#### Problem requirements
Reproduce the lines below verbatim, from the line with "Outline every instance of the yellow" to the line with "M 821 550 L", both included.

#### Records for this task
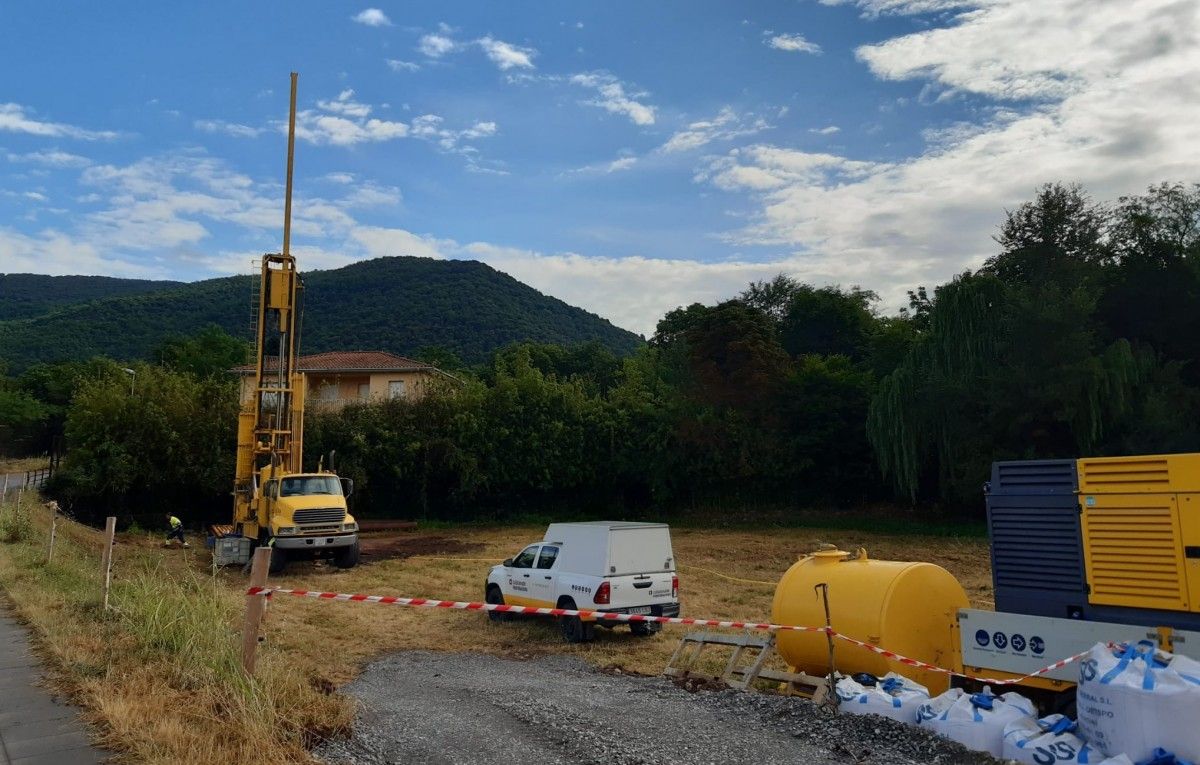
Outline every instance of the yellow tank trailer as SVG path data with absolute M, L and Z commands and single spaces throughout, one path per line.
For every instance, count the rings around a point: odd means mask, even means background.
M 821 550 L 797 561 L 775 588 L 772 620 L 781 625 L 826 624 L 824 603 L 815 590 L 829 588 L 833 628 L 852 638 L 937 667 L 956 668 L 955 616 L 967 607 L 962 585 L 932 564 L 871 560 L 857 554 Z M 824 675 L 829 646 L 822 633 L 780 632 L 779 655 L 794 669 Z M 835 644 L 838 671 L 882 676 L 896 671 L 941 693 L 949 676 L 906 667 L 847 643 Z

...

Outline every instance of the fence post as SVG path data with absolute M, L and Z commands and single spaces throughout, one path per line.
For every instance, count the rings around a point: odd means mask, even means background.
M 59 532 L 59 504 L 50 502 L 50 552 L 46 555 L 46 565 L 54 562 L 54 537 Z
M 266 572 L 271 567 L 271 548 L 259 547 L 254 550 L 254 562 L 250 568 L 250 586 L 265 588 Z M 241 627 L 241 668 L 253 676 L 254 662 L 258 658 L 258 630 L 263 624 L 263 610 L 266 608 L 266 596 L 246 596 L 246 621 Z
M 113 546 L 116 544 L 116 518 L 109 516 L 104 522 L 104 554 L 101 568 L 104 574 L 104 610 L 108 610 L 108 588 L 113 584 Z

#### Solution below
Outline every instance of the yellow tank trailer as SVG path data with absolute M, L and Z commands and single spaces throughout, one path per line.
For every instance, count the rings around a point: odd means mask, even means background.
M 821 550 L 797 561 L 775 588 L 772 620 L 781 625 L 826 624 L 824 603 L 815 590 L 829 588 L 833 628 L 852 638 L 937 667 L 956 668 L 955 616 L 967 607 L 962 585 L 932 564 L 871 560 L 857 554 Z M 824 675 L 829 646 L 822 633 L 780 632 L 779 655 L 794 669 Z M 835 644 L 838 671 L 882 676 L 896 671 L 941 693 L 949 676 L 906 667 L 847 643 Z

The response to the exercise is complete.